(Lines of data)
::::::
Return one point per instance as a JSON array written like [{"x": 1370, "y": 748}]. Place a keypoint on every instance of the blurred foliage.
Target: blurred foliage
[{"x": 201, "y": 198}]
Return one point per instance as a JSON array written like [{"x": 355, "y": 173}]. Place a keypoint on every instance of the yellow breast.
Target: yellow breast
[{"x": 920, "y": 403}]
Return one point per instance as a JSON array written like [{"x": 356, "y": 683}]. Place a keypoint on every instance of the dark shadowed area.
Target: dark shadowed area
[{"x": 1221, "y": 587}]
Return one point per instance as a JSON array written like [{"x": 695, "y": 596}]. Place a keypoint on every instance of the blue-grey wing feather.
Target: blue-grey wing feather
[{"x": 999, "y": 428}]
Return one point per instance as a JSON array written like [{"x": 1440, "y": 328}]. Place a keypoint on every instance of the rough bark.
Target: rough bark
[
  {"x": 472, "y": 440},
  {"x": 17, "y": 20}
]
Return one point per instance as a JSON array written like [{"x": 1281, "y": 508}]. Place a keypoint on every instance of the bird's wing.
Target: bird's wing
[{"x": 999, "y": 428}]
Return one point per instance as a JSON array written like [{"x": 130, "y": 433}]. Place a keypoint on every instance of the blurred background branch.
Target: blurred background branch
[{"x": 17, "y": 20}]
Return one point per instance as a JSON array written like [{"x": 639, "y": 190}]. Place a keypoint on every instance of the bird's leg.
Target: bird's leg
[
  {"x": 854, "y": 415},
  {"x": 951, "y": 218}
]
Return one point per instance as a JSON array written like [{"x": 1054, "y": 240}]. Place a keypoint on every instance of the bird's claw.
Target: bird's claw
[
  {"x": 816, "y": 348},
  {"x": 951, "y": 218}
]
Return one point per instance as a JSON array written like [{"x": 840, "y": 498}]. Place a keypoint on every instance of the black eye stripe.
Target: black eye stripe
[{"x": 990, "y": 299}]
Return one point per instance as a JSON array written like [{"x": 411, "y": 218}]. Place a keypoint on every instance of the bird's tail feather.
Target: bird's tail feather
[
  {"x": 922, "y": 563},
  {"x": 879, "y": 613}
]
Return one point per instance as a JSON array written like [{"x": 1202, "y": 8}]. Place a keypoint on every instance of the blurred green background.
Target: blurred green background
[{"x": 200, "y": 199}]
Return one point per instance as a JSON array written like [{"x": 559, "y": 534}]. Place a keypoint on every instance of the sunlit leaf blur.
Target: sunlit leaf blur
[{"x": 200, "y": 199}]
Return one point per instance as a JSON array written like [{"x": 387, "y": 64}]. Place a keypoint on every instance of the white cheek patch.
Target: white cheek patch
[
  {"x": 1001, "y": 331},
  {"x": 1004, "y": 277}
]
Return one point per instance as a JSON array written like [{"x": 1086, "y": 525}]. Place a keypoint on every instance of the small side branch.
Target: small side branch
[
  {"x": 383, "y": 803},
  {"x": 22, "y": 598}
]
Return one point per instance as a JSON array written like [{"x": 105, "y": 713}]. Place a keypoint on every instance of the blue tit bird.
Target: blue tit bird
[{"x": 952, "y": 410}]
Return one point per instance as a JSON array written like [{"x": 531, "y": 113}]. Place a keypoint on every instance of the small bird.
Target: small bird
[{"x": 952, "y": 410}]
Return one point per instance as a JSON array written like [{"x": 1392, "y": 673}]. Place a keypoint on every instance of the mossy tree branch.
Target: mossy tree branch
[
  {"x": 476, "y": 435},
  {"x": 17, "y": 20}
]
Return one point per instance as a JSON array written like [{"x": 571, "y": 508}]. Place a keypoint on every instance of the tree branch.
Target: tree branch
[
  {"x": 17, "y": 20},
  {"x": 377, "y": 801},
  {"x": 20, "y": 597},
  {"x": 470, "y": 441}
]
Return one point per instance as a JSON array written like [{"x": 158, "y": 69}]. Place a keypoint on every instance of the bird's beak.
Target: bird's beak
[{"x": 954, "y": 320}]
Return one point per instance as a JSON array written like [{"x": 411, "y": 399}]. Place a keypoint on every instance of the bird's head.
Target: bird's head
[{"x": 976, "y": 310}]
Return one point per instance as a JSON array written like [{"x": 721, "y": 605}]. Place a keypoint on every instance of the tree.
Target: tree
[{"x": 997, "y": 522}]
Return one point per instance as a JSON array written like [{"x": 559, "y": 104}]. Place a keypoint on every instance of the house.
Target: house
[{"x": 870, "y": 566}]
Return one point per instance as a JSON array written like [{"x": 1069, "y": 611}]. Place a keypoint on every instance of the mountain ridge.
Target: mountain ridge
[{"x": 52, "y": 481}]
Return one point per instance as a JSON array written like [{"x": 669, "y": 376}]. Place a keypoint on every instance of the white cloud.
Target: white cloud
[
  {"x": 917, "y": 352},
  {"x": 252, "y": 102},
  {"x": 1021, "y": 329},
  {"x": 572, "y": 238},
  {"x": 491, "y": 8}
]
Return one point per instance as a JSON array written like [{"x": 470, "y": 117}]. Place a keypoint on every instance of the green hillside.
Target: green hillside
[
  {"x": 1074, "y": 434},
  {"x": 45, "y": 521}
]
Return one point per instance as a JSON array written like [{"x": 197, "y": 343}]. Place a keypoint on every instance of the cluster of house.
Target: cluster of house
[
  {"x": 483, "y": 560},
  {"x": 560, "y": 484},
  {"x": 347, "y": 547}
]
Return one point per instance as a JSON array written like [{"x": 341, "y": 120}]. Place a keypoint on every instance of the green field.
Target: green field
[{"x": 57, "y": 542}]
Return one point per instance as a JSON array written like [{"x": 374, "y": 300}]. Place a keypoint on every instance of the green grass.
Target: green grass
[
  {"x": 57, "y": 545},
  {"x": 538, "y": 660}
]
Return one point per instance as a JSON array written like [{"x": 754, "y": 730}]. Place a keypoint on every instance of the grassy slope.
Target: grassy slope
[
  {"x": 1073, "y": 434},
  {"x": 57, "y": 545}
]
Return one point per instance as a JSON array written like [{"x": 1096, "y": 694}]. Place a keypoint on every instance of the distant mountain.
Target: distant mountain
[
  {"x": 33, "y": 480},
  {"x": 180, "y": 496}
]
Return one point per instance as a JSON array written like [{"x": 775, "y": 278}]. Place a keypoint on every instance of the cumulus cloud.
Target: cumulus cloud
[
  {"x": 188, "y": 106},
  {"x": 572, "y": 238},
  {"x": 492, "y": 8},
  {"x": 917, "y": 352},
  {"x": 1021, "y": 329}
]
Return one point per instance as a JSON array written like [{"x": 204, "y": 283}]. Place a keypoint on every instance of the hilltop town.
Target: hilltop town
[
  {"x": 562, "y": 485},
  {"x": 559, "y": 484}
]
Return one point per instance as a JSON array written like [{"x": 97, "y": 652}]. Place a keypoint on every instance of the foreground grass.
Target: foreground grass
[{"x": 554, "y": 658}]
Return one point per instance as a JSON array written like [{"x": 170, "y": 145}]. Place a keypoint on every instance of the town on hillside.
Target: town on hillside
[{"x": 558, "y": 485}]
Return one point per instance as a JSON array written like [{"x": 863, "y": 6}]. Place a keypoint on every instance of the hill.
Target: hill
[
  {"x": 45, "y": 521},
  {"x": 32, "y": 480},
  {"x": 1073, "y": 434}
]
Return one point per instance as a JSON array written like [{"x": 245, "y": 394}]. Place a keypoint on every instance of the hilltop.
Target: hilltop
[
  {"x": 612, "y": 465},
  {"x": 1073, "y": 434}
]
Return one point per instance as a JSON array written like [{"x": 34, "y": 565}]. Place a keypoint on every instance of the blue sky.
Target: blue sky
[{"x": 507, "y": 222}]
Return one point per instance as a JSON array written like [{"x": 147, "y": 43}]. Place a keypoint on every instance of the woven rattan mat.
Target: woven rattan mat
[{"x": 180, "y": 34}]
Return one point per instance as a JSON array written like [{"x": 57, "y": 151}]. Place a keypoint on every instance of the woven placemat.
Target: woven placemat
::::::
EXERCISE DETAILS: Give back exactly the lines from the line holding "the grassy slope." through the last line of the listing, including both.

FINAL ANSWER:
Return one point per instance as a JSON array written like [{"x": 754, "y": 730}]. Place a keypoint on every instance of the grassy slope.
Target: grassy slope
[
  {"x": 1073, "y": 434},
  {"x": 57, "y": 545}
]
Return one point per instance as a JSON array written like [{"x": 1096, "y": 694}]. Place a keypoint on every instance of the distant mountain.
Target: distant mountain
[
  {"x": 33, "y": 480},
  {"x": 180, "y": 496}
]
Return one point per instance as a JSON array written like [{"x": 775, "y": 278}]. Place a keypoint on every instance of the cumulus cloud.
Target: cumulus cloud
[
  {"x": 188, "y": 106},
  {"x": 572, "y": 238},
  {"x": 492, "y": 8},
  {"x": 917, "y": 352},
  {"x": 1021, "y": 329}
]
Return one point per instance as a JSON array written like [{"x": 204, "y": 283}]. Place a keypoint on every instance of the hilltop town.
Target: hilltop town
[
  {"x": 562, "y": 485},
  {"x": 559, "y": 484}
]
Return one point per instance as a JSON array written like [{"x": 97, "y": 652}]. Place a keypoint on every instance of the foreground grass.
Target: foreground grass
[{"x": 554, "y": 658}]
Return one point per instance as a JSON array written like [{"x": 170, "y": 145}]. Place a keypoint on every instance of the town on hillside.
Target: town on hillside
[{"x": 558, "y": 485}]
Return one point per instance as a JSON array written like [{"x": 863, "y": 6}]. Place a keypoint on every instance of the hill.
Target: hill
[
  {"x": 45, "y": 521},
  {"x": 32, "y": 480},
  {"x": 1073, "y": 434}
]
Return one point per instance as a JSON array written like [{"x": 245, "y": 394}]. Place a keypoint on every instance of the hilltop.
Target: hilltop
[
  {"x": 612, "y": 465},
  {"x": 1073, "y": 434}
]
Return one point per instance as a JSON array written like [{"x": 34, "y": 565}]. Place a keypoint on every instance of the blue sky.
Target: blue sky
[{"x": 507, "y": 222}]
Return one point per instance as a JSON array written like [{"x": 147, "y": 43}]. Place a keypoint on every instance of the woven rattan mat.
Target: woven rattan mat
[{"x": 180, "y": 34}]
Return one point per instance as a JSON array written like [{"x": 57, "y": 151}]. Place a keypoint on every instance of the woven placemat.
Target: woven placemat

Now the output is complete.